YOUR GOAL:
Scan the material for the word "white", and copy each line where it shows up.

ENTRIES SUPPLIED:

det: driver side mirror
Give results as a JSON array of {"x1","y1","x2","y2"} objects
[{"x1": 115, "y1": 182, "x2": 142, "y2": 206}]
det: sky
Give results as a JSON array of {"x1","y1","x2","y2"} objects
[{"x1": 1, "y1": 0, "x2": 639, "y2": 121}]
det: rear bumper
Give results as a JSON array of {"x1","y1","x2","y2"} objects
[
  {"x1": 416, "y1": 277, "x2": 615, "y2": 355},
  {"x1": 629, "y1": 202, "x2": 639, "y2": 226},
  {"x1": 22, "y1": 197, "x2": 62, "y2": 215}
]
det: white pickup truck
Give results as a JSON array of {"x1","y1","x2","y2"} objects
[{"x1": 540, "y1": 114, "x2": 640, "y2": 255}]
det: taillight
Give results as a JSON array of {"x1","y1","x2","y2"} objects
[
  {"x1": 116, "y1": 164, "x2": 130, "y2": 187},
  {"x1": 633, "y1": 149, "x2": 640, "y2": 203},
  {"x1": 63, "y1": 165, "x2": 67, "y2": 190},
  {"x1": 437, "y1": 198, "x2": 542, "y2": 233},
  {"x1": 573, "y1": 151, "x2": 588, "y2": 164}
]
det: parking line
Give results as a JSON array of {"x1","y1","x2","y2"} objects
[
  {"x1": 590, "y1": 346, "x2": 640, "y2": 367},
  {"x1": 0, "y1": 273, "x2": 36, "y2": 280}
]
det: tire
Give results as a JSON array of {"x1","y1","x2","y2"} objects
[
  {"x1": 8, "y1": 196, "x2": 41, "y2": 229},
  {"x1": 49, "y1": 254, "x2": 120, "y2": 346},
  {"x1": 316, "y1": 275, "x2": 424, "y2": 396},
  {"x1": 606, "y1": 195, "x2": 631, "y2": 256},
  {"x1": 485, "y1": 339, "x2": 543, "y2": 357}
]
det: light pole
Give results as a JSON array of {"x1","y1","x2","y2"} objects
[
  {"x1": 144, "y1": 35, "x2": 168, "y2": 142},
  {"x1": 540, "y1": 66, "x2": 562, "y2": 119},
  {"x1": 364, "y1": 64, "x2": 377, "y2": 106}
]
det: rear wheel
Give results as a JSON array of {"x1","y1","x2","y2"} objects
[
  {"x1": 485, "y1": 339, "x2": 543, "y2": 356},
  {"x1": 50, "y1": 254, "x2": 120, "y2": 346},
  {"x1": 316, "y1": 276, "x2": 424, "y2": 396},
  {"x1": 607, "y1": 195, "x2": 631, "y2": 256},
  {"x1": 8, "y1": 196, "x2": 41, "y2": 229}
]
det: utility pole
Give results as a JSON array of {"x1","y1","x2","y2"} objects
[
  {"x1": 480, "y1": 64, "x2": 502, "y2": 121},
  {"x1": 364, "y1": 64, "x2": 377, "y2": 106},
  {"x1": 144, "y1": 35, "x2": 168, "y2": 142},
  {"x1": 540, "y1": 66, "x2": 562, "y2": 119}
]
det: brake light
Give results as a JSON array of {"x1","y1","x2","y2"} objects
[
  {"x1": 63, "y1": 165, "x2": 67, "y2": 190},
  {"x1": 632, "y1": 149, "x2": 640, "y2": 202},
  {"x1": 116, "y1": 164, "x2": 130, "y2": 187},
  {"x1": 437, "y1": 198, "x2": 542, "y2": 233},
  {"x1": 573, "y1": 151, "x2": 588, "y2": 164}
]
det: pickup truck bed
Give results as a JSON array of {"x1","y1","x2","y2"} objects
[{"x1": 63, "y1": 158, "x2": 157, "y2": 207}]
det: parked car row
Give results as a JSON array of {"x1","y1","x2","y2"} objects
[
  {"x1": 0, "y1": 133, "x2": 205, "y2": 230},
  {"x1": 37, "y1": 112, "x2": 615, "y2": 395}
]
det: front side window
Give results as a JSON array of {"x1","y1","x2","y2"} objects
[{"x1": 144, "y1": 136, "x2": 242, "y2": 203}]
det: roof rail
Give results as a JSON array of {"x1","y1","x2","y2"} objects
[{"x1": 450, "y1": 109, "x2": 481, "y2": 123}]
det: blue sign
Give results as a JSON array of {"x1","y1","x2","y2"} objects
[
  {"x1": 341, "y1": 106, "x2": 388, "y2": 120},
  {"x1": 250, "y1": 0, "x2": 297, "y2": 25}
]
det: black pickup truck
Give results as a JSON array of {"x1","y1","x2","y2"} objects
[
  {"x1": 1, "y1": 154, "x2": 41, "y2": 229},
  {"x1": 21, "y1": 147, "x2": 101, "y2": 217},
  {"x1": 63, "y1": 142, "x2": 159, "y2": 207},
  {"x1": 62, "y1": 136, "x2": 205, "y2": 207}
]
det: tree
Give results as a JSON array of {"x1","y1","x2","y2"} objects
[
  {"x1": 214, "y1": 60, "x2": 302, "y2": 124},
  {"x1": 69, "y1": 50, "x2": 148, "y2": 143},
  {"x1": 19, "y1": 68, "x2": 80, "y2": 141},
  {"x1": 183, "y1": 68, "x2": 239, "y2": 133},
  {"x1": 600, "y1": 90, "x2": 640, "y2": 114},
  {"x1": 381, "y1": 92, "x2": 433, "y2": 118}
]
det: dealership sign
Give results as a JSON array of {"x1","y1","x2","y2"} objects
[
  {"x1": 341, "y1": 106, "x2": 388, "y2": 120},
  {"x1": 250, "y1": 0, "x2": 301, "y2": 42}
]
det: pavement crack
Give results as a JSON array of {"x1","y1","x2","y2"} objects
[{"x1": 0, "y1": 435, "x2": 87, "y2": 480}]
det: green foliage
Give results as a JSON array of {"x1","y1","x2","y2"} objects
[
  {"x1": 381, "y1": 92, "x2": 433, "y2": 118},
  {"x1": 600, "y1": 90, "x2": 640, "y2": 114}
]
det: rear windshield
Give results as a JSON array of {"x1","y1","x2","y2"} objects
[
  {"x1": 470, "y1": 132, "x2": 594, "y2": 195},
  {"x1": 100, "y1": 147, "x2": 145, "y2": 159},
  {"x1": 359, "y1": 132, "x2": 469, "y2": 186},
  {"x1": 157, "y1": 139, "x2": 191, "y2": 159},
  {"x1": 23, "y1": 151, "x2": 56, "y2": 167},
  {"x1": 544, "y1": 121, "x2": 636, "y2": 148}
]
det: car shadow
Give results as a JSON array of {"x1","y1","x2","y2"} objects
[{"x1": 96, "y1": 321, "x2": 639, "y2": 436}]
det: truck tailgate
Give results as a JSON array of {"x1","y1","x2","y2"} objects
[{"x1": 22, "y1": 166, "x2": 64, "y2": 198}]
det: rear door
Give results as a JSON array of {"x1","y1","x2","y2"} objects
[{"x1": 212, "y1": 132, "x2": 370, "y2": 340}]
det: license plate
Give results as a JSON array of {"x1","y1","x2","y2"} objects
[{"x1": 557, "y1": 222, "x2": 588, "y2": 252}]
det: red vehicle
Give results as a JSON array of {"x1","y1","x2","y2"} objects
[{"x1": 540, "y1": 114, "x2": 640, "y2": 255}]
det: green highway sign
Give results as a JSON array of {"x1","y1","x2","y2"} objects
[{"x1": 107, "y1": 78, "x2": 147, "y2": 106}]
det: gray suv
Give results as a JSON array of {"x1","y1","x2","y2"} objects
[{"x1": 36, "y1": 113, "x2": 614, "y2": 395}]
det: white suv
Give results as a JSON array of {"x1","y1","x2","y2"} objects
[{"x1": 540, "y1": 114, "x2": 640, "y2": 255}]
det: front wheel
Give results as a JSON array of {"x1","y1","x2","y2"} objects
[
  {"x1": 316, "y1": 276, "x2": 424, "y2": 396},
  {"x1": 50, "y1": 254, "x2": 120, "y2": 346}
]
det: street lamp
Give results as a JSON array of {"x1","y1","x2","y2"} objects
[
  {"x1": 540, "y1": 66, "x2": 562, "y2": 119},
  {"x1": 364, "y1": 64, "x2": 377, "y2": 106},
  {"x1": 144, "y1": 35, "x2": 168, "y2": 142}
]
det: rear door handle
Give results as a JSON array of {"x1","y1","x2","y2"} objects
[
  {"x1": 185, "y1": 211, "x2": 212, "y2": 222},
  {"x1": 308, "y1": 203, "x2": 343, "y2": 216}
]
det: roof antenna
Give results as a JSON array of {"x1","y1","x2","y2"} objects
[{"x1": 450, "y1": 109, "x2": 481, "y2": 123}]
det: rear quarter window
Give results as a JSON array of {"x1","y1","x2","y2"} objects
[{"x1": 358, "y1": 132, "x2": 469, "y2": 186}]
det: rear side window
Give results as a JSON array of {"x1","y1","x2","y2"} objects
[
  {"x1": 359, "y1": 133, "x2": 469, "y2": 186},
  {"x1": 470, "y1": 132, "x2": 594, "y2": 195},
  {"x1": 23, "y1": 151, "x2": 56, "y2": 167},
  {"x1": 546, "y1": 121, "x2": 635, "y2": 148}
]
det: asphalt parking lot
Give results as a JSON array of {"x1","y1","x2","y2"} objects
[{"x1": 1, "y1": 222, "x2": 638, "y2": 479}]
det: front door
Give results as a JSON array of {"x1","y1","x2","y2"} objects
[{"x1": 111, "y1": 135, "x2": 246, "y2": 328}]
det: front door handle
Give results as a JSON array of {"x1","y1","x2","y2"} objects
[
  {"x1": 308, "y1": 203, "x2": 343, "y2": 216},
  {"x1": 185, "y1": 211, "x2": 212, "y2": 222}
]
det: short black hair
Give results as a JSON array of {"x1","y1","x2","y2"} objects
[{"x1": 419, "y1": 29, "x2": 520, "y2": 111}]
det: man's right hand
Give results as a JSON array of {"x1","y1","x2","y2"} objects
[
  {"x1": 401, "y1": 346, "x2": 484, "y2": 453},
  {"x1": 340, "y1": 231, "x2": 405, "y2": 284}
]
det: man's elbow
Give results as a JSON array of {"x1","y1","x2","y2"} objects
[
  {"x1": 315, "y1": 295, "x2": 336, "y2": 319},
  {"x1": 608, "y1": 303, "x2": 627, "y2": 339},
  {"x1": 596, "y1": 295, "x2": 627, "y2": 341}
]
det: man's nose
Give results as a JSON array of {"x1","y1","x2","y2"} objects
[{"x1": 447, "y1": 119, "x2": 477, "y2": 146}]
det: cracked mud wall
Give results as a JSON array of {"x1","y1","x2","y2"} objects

WRITTEN SOLUTION:
det: white pickup truck
det: white suv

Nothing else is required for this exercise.